====== Record set

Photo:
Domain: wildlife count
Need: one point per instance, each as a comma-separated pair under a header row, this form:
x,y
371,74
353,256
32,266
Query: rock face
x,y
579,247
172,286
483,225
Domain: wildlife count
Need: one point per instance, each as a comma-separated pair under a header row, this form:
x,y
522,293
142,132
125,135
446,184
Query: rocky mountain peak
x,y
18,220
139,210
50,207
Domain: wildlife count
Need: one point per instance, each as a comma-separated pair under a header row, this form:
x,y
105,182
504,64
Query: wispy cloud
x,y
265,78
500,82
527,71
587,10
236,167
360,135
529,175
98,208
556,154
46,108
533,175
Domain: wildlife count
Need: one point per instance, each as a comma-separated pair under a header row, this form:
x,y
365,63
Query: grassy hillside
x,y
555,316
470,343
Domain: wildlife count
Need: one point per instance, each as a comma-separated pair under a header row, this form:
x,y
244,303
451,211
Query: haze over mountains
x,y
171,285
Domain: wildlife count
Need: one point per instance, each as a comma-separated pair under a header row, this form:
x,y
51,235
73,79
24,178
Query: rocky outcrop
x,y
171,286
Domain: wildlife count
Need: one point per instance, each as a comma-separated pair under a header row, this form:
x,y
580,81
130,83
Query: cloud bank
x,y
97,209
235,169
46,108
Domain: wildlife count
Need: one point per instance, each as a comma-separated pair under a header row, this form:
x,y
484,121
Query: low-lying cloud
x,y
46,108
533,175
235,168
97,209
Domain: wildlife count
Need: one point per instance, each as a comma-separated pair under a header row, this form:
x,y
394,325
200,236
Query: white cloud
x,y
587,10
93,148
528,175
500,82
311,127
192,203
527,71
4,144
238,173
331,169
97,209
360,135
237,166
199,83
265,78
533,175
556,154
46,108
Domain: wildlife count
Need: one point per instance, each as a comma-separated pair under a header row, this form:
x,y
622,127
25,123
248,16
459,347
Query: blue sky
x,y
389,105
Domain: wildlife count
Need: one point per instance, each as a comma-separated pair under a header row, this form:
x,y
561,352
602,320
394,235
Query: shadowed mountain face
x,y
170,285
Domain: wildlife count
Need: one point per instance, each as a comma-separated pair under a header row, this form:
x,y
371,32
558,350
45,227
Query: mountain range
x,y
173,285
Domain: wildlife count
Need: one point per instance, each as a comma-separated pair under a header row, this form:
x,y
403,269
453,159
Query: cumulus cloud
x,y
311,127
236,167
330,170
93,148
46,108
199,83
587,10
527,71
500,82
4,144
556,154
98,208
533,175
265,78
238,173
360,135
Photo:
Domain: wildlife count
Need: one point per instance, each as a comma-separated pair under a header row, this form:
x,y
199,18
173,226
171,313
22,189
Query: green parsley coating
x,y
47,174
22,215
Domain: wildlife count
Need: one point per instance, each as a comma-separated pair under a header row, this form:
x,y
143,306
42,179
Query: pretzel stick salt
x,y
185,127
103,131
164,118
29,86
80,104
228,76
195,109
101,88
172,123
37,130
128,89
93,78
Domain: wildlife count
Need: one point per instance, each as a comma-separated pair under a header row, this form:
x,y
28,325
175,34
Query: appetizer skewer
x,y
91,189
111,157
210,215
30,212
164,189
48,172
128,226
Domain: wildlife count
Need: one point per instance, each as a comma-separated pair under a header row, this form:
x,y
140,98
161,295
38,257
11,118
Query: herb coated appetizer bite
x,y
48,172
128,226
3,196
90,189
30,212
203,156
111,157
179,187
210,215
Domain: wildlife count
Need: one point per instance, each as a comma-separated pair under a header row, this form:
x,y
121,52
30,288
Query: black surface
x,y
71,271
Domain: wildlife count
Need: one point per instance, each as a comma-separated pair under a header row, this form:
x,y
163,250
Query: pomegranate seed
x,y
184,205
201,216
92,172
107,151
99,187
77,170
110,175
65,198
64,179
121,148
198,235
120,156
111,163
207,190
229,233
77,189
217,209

============

Task objective:
Extract every line of the records above that contains the string "rocky". Matching is case-sensitive.

Solved exercise:
Query: rocky mountain peak
Query: rocky outcrop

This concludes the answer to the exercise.